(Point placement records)
— START —

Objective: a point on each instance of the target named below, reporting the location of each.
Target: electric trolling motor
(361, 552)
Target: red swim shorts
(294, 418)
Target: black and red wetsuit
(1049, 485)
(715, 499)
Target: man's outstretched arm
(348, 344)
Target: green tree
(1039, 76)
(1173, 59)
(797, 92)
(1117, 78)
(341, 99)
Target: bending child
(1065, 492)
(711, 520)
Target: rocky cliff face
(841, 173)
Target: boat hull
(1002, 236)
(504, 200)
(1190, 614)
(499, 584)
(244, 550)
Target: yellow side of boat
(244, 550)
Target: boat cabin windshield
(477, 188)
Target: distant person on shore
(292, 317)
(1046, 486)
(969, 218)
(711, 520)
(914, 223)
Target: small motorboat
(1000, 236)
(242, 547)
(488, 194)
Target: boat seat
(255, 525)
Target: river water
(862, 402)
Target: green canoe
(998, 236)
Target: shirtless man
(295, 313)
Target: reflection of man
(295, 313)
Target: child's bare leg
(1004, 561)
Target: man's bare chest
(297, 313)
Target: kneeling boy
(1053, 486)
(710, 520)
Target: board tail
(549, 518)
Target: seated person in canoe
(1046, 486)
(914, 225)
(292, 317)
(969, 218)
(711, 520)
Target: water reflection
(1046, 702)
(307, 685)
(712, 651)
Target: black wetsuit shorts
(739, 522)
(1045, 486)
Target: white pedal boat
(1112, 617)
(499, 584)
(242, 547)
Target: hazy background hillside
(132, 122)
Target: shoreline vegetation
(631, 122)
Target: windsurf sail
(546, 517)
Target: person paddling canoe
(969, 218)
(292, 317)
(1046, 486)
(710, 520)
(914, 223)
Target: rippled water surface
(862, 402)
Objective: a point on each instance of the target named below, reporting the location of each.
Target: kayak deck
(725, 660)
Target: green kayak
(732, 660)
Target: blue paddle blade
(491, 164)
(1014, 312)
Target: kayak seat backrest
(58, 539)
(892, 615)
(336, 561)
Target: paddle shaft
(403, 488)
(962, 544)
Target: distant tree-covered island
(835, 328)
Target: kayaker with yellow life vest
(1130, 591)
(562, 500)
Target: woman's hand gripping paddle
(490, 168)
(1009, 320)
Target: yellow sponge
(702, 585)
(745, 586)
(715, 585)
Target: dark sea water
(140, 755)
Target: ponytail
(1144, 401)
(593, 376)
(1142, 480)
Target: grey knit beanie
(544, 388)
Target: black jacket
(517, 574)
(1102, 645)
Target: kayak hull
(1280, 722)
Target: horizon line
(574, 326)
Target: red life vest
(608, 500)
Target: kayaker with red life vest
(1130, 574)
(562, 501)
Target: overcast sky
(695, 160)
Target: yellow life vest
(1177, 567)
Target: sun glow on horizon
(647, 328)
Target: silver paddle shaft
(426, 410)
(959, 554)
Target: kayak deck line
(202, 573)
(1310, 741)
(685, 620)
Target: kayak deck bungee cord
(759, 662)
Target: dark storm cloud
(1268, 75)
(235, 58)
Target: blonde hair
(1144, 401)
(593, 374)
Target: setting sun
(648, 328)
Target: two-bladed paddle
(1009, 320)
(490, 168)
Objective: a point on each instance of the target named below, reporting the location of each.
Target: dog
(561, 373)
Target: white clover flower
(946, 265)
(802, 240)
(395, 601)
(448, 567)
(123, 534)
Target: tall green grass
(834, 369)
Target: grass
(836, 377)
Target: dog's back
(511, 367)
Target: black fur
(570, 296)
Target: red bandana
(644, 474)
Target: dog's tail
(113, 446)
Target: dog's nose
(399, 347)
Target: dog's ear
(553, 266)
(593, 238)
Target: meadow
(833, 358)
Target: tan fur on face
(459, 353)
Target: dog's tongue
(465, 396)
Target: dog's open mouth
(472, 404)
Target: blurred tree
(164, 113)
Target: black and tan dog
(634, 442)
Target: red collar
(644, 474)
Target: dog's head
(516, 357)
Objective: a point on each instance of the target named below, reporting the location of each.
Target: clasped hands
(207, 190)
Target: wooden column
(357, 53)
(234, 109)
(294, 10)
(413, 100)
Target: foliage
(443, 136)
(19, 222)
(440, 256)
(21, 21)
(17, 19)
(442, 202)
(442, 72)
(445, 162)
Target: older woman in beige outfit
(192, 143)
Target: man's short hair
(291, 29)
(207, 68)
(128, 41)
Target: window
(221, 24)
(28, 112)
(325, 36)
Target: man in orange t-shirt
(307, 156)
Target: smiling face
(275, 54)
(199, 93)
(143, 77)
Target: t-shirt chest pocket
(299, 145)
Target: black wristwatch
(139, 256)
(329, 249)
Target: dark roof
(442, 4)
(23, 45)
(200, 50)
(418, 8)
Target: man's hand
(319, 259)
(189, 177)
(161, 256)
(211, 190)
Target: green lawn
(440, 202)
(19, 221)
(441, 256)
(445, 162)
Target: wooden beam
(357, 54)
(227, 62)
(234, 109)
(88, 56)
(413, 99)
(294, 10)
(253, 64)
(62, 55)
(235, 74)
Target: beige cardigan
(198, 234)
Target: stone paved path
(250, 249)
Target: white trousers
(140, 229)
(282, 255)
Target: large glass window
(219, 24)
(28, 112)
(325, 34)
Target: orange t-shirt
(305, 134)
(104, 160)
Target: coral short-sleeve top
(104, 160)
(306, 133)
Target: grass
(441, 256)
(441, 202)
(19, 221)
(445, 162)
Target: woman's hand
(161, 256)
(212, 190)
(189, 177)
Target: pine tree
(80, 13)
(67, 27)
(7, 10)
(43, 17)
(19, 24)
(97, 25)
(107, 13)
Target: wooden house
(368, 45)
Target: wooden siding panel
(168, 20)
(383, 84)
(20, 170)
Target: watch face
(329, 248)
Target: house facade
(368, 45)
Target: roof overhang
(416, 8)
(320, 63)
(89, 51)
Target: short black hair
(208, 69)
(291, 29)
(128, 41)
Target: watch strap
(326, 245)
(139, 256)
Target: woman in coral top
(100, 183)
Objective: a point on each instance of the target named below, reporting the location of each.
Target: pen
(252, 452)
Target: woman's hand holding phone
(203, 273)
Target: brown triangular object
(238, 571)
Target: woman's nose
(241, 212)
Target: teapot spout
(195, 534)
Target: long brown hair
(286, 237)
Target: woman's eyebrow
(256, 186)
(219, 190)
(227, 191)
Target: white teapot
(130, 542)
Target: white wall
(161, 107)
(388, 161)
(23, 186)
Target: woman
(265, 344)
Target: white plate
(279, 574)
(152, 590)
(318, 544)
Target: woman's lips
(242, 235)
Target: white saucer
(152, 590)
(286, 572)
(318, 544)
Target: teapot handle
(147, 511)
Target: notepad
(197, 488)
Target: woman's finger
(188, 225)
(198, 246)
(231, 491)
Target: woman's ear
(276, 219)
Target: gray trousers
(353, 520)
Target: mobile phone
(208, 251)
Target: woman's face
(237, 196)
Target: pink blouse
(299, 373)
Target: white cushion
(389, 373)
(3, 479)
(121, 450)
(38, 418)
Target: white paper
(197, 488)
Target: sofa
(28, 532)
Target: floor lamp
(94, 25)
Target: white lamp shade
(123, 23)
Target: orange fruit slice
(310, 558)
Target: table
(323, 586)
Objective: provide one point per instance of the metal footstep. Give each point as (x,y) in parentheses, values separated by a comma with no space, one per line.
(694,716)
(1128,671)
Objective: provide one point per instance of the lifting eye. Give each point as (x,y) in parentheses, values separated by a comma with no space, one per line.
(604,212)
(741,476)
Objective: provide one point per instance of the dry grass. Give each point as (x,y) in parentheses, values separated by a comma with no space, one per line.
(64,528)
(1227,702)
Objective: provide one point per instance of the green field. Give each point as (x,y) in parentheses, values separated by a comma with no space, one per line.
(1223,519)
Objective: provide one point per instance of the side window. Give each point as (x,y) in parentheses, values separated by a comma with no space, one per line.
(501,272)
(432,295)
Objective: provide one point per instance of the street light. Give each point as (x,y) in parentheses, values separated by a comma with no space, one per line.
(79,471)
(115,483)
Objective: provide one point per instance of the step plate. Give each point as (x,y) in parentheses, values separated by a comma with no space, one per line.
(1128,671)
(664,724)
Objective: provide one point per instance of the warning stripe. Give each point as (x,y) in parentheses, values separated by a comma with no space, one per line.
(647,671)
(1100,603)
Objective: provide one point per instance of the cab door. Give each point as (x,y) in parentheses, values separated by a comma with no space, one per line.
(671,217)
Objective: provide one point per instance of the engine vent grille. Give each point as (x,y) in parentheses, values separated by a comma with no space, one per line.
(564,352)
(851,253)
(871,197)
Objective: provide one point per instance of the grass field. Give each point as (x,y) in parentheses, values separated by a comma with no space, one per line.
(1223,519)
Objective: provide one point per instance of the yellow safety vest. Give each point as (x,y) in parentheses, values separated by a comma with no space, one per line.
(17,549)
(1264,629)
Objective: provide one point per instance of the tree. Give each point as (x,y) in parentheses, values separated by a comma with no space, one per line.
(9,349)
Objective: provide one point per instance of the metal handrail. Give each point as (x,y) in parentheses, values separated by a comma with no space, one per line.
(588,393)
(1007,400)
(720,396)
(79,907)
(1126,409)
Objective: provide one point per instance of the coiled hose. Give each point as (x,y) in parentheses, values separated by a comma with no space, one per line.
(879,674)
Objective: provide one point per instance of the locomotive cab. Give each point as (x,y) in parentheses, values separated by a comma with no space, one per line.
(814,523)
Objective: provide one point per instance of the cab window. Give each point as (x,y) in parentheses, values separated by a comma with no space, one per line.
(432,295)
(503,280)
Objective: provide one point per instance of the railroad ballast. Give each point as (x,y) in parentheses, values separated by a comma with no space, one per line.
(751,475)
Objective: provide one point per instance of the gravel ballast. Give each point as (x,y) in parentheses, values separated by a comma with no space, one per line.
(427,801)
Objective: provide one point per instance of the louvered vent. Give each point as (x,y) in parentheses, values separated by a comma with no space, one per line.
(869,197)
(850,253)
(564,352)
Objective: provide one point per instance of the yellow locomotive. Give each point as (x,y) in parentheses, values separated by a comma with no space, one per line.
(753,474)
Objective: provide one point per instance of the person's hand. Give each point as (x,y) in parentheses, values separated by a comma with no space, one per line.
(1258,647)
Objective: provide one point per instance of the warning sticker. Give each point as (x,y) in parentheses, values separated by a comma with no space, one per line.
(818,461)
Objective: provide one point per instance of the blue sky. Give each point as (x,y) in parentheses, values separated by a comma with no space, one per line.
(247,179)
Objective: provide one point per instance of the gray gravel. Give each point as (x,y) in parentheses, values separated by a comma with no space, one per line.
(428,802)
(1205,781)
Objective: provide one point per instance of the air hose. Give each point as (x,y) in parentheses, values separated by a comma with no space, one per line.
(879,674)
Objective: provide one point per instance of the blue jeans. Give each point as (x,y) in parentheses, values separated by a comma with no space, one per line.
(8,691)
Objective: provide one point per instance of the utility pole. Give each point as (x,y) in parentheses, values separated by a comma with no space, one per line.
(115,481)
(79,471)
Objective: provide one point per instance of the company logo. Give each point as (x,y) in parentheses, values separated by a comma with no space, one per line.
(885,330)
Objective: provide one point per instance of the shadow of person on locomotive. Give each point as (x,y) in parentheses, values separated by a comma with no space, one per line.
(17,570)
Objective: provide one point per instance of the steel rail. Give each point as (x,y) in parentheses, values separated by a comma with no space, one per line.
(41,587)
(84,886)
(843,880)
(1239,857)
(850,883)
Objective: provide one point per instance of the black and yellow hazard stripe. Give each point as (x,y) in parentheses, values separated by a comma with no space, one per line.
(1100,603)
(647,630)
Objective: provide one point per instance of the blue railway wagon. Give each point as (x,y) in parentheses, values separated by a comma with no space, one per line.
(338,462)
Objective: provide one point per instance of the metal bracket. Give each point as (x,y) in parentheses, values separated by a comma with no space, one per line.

— END —

To be done. In the stretch from the line containing "Objective: provide one point per instance of the black" through the last line, replace "blue railway wagon" with "blue freight car" and write out those lines with nothing else changed.

Result for this task.
Objective: provide one point per instance of the black and yellow hazard stripe. Give each point as (x,y) in parentheses, values separated by a comma with no space, one per line.
(1100,603)
(647,630)
Objective: provide one point per instance of the blue freight car. Give each point as (x,y) in parentheses, values separated by a comma with no space, one per line.
(338,462)
Objective: provide one point per instance of the metal bracket. Give each point as (x,y) in parentheses, values separated by a comma with no space, one per line.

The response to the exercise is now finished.